* Supplied passage:
^^^^^^^^^^^^^^^^

Just one glass of wine a week during pregnancy has been linked to permanent changes in a child's facial features – and possibly their cognitive abilities too.
Dutch researchers studied 200 traits in the faces of more than 5,600 school-aged children using 3D imaging and a deep learning algorithm. They found differences between the facial features of the children whose mothers drank alcohol during pregnancy and those that had not.
Drinking just 12 grams of alcohol a week – or one standard drink – was linked to permanent alterations in the child's face.
Prenatal alcohol exposure was associated with chins that protruded further, when compared to children from mothers who didn't drink at all during pregnancy.
Alcohol exposure in the womb was also associated with a shorter nose that turned up slightly, and a slight regression of the region below their eyes.
The more alcohol the mothers consumed during gestation, the more prominent the facial changes appeared.
The effect seemed to weaken with age, with the facial changes in the 13-year-old group being less prominent than those in the nine-year-old group.
Most of the mothers who drank during pregnancy also drank in the three months before falling pregnant.

^^^^^^^^^^^^^^^^

* Assigned task 1:
In the article on drinking during pregnancy, how many children had their faces studied by the Dutch researchers?
* Assigned task 2:
Copy the article on drinking during pregnancy word for word, from "Drinking just 12" to "the nine-year-old group.".

^^^^^^^^^^^^^^^^

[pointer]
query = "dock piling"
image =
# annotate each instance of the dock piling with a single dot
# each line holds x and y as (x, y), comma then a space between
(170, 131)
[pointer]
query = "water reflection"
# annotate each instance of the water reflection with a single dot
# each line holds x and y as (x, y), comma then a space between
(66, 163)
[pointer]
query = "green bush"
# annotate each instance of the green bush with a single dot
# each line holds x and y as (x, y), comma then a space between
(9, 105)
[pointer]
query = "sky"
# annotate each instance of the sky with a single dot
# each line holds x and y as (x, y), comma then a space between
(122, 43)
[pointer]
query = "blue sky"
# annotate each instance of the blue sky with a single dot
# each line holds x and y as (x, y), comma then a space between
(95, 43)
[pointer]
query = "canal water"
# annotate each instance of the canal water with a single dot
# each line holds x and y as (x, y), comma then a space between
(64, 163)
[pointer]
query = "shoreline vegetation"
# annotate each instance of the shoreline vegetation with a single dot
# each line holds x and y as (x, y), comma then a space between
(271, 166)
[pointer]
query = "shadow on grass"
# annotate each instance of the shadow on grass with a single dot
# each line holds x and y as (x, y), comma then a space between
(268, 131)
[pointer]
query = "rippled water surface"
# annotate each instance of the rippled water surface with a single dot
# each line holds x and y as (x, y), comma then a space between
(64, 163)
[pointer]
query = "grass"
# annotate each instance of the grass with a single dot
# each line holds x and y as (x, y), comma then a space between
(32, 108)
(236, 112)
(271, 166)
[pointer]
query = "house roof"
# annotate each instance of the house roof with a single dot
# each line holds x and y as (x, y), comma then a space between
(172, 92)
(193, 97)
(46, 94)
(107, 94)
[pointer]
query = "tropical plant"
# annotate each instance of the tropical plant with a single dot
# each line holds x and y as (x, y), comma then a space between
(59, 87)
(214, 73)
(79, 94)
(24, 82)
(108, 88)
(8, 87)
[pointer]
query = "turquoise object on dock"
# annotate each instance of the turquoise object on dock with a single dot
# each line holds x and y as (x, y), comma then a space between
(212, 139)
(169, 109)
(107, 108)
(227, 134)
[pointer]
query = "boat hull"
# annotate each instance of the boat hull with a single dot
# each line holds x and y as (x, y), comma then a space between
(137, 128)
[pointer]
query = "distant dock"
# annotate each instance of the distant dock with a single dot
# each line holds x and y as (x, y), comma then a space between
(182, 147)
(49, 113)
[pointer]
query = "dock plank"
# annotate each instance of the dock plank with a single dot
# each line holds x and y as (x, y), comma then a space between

^^^^^^^^^^^^^^^^

* Written reply 1:
More than 5,600 school-aged children.

* Written reply 2:
Drinking just 12 grams of alcohol a week – or one standard drink – was linked to permanent alterations in the child's face.
Prenatal alcohol exposure was associated with chins that protruded further, when compared to children from mothers who didn't drink at all during pregnancy.
Alcohol exposure in the womb was also associated with a shorter nose that turned up slightly, and a slight regression of the region below their eyes.
The more alcohol the mothers consumed during gestation, the more prominent the facial changes appeared.
The effect seemed to weaken with age, with the facial changes in the 13-year-old group being less prominent than those in the nine-year-old group.